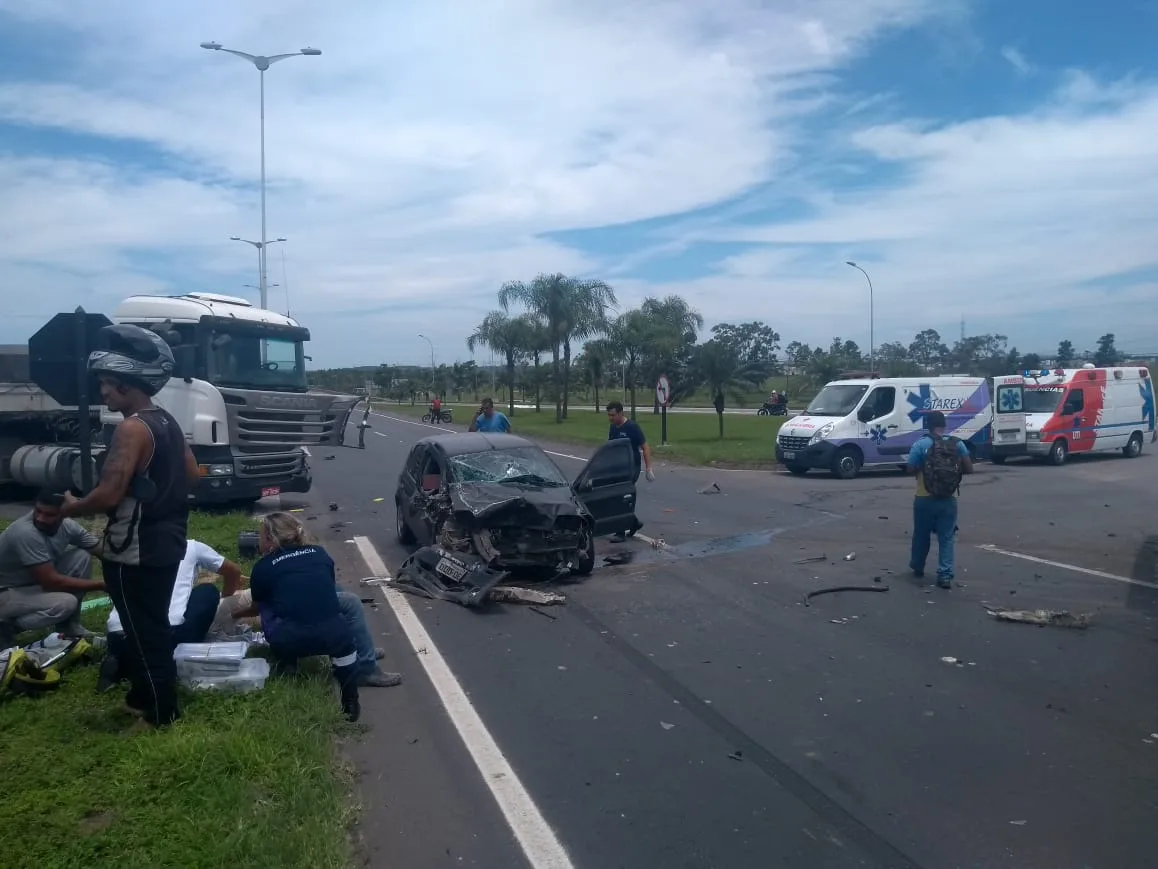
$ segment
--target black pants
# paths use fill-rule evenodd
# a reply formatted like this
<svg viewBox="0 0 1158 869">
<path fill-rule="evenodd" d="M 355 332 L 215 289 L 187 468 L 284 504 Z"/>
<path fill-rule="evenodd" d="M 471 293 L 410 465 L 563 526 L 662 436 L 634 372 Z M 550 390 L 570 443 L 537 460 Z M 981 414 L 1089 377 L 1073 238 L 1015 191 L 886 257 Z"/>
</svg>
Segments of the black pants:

*****

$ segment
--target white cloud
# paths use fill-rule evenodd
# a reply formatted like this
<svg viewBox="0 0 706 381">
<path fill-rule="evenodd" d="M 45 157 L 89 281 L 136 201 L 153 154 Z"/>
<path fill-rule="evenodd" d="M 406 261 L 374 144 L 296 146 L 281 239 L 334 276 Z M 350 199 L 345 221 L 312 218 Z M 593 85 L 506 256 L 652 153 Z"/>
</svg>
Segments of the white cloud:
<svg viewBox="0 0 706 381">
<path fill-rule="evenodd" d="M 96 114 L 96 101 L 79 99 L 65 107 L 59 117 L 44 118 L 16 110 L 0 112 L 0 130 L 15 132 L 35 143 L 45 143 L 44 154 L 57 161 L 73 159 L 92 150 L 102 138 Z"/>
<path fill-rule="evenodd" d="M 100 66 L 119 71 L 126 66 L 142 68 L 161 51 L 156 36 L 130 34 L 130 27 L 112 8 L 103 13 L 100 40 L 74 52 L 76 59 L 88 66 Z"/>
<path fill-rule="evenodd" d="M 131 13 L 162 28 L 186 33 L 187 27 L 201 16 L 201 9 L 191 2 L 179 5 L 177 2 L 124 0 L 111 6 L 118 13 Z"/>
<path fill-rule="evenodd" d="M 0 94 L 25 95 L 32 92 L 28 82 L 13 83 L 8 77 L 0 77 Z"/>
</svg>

*****

» Directive: Pull out each line above that contains the string "target", copying it unchanged.

» Output of the task:
--target black pants
--target white cloud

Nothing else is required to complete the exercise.